Image point grounding data:
++++++++
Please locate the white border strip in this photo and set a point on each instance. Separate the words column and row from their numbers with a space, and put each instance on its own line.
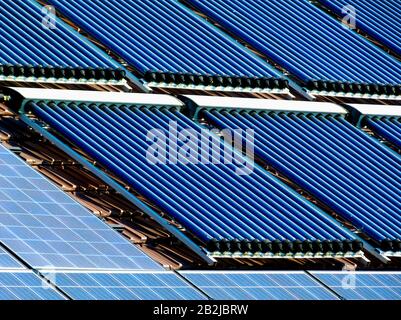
column 98, row 97
column 266, row 104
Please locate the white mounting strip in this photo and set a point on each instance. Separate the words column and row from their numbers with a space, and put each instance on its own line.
column 377, row 109
column 266, row 104
column 108, row 271
column 44, row 80
column 98, row 97
column 218, row 88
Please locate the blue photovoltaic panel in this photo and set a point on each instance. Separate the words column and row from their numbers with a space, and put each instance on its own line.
column 165, row 36
column 212, row 200
column 25, row 285
column 379, row 19
column 387, row 127
column 363, row 285
column 163, row 285
column 48, row 229
column 8, row 262
column 30, row 47
column 258, row 285
column 308, row 43
column 339, row 164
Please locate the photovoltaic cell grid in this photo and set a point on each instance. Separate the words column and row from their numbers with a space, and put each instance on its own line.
column 125, row 286
column 228, row 285
column 220, row 207
column 379, row 19
column 339, row 164
column 168, row 43
column 363, row 285
column 25, row 285
column 309, row 43
column 387, row 127
column 8, row 262
column 29, row 49
column 48, row 229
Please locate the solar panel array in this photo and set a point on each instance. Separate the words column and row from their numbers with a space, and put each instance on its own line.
column 363, row 285
column 263, row 285
column 30, row 48
column 7, row 261
column 340, row 165
column 316, row 48
column 387, row 127
column 168, row 43
column 379, row 19
column 164, row 285
column 230, row 212
column 25, row 285
column 48, row 229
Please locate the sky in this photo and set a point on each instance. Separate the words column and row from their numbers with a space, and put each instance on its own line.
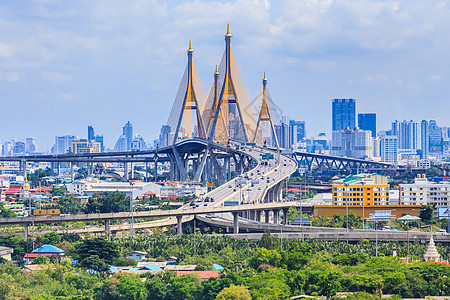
column 65, row 65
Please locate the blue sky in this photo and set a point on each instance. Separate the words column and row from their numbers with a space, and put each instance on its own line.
column 65, row 65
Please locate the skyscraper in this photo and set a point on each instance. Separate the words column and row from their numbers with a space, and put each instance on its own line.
column 352, row 143
column 99, row 139
column 368, row 121
column 343, row 114
column 63, row 143
column 30, row 145
column 91, row 134
column 408, row 134
column 128, row 133
column 299, row 131
column 425, row 137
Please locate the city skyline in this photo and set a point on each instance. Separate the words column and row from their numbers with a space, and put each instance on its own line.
column 67, row 66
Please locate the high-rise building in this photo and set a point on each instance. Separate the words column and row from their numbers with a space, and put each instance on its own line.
column 19, row 147
column 361, row 189
column 376, row 146
column 128, row 133
column 138, row 143
column 63, row 143
column 320, row 144
column 7, row 148
column 299, row 131
column 165, row 136
column 91, row 134
column 30, row 145
column 121, row 144
column 343, row 114
column 368, row 121
column 388, row 148
column 424, row 192
column 408, row 134
column 282, row 132
column 99, row 139
column 355, row 143
column 435, row 139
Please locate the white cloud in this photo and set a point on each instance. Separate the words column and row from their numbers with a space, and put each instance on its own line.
column 15, row 76
column 6, row 50
column 57, row 77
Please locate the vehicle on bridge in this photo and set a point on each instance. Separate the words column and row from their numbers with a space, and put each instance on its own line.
column 47, row 212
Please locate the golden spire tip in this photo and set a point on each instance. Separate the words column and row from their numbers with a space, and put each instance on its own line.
column 228, row 31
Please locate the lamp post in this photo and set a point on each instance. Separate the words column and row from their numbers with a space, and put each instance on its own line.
column 346, row 202
column 364, row 200
column 376, row 239
column 132, row 209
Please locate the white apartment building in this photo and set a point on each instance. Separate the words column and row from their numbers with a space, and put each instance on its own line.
column 424, row 192
column 388, row 148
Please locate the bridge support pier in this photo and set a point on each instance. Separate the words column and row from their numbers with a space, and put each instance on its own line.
column 285, row 213
column 235, row 222
column 25, row 232
column 276, row 214
column 179, row 225
column 108, row 229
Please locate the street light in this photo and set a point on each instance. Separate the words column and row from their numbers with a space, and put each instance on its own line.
column 132, row 208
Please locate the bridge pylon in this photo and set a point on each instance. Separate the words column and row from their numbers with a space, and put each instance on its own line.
column 265, row 129
column 185, row 119
column 228, row 112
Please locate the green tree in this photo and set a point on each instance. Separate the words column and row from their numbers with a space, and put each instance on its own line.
column 51, row 238
column 41, row 260
column 94, row 262
column 234, row 292
column 157, row 288
column 130, row 287
column 262, row 256
column 268, row 241
column 107, row 203
column 104, row 249
column 183, row 287
column 270, row 285
column 8, row 288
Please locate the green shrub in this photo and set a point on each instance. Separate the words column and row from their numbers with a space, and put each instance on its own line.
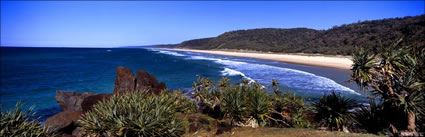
column 371, row 118
column 333, row 110
column 17, row 123
column 290, row 110
column 182, row 102
column 258, row 104
column 133, row 114
column 233, row 105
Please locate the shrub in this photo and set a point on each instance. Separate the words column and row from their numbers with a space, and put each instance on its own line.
column 288, row 111
column 258, row 104
column 371, row 118
column 17, row 123
column 133, row 114
column 182, row 102
column 232, row 104
column 333, row 110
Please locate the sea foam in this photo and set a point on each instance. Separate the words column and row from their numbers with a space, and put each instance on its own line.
column 263, row 73
column 289, row 77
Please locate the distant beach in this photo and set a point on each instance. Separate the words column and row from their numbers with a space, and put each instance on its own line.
column 339, row 62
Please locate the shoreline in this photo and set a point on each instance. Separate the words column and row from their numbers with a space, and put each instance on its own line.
column 338, row 62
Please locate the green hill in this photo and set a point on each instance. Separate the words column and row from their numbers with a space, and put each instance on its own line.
column 337, row 40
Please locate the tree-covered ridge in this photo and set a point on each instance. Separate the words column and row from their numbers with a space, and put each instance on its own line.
column 337, row 40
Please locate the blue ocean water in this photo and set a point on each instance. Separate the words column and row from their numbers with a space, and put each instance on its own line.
column 33, row 75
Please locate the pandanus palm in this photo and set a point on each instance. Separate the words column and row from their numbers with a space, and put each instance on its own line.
column 391, row 74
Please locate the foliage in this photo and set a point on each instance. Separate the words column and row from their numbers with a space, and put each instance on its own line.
column 18, row 123
column 395, row 75
column 258, row 105
column 371, row 117
column 342, row 40
column 333, row 110
column 182, row 102
column 206, row 94
column 133, row 114
column 243, row 101
column 233, row 104
column 288, row 110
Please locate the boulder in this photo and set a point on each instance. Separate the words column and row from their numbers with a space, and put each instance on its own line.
column 70, row 100
column 77, row 132
column 89, row 101
column 63, row 122
column 125, row 80
column 147, row 81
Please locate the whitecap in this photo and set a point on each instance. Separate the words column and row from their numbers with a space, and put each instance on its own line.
column 232, row 72
column 289, row 77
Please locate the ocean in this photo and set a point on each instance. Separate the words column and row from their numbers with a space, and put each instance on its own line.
column 33, row 75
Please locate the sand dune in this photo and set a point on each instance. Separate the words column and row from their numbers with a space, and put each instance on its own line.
column 340, row 62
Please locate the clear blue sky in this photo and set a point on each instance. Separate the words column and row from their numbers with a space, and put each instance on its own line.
column 130, row 23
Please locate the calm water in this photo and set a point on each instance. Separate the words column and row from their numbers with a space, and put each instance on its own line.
column 34, row 74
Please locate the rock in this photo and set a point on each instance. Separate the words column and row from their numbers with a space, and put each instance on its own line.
column 89, row 101
column 70, row 100
column 162, row 86
column 194, row 127
column 63, row 122
column 251, row 122
column 147, row 81
column 125, row 80
column 77, row 132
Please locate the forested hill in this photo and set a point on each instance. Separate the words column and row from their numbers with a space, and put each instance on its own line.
column 337, row 40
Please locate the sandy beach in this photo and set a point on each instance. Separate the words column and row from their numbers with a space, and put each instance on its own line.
column 339, row 62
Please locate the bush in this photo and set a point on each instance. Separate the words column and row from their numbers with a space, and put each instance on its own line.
column 17, row 123
column 258, row 105
column 371, row 118
column 233, row 105
column 133, row 114
column 289, row 109
column 333, row 110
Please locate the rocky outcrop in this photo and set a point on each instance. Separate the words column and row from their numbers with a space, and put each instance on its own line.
column 148, row 81
column 74, row 104
column 124, row 81
column 89, row 101
column 64, row 122
column 70, row 101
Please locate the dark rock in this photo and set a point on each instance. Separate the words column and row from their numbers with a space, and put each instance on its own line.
column 194, row 127
column 77, row 132
column 89, row 101
column 162, row 86
column 224, row 127
column 70, row 100
column 148, row 81
column 125, row 80
column 63, row 122
column 199, row 120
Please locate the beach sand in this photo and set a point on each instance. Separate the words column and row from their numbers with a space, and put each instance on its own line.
column 340, row 62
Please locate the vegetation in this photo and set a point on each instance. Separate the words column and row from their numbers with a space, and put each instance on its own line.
column 396, row 76
column 241, row 102
column 333, row 110
column 371, row 118
column 133, row 114
column 342, row 40
column 19, row 123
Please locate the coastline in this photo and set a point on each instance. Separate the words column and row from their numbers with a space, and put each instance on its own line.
column 339, row 62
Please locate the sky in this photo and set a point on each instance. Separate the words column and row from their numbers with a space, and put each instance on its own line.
column 136, row 23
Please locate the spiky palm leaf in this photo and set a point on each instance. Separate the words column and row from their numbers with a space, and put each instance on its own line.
column 133, row 114
column 18, row 123
column 333, row 110
column 232, row 104
column 364, row 62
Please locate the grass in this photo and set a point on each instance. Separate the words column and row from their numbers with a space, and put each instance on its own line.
column 280, row 132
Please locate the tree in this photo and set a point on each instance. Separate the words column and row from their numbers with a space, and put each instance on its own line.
column 395, row 75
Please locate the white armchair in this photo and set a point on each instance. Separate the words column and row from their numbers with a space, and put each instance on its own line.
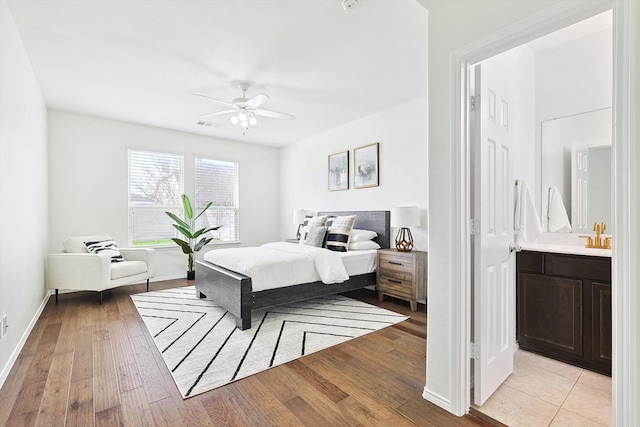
column 76, row 268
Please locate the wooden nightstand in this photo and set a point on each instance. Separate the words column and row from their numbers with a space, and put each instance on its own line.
column 402, row 275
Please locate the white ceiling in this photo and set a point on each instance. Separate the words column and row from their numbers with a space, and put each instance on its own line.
column 142, row 60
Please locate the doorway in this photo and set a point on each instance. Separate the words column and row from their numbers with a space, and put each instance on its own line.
column 526, row 122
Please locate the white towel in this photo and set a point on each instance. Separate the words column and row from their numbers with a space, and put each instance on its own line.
column 557, row 215
column 526, row 220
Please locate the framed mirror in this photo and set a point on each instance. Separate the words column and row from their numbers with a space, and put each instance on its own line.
column 576, row 160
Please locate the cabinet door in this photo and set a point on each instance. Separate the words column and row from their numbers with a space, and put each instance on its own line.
column 602, row 319
column 550, row 314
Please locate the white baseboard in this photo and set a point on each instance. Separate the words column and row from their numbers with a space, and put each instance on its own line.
column 436, row 399
column 14, row 356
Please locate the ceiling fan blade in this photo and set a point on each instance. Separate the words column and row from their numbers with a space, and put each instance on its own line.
column 219, row 113
column 256, row 101
column 274, row 114
column 228, row 104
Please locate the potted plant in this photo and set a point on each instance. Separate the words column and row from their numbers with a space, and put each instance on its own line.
column 192, row 244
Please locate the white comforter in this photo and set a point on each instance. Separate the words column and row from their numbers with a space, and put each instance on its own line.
column 279, row 264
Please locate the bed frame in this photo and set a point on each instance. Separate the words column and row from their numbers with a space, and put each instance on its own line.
column 233, row 291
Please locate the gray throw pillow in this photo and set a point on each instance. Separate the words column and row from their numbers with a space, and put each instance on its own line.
column 316, row 236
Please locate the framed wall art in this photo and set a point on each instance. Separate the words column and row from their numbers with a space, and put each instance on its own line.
column 339, row 171
column 365, row 166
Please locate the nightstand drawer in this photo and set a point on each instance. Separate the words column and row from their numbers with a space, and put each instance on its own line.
column 403, row 276
column 396, row 263
column 395, row 286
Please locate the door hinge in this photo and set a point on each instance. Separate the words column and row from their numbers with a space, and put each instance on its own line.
column 474, row 227
column 474, row 102
column 473, row 351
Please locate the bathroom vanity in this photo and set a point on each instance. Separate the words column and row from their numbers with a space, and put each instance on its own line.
column 564, row 307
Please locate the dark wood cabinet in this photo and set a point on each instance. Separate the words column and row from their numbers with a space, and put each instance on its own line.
column 564, row 307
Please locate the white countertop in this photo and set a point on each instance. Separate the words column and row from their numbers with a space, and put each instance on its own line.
column 567, row 249
column 565, row 243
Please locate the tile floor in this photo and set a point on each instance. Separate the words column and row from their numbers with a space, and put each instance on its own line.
column 545, row 392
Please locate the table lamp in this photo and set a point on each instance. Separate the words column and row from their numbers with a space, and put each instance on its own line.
column 298, row 218
column 405, row 217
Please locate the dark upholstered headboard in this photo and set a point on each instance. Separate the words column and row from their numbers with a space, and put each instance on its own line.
column 378, row 221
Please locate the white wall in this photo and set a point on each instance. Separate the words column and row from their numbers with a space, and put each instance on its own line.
column 572, row 78
column 88, row 170
column 453, row 25
column 23, row 191
column 403, row 164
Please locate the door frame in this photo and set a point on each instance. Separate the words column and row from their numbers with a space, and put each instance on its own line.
column 625, row 392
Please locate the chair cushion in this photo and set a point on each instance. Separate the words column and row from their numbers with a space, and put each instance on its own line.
++++++++
TASK DESCRIPTION:
The expected output is the run of lines from the one holding "Please locate the door frame" to the last line of the entries above, each reproduced character for character.

ANSWER TO THE EXERCISE:
Please locate the door frame in this photo and set a point on each instance. Separate the words column and row from their numbers with a space, and put each instance on its own line.
column 625, row 392
Please locate the chair cushion in this photo and set a point on each instance. Separate the words column and row from their numbers with a space, and put each instance on its own line.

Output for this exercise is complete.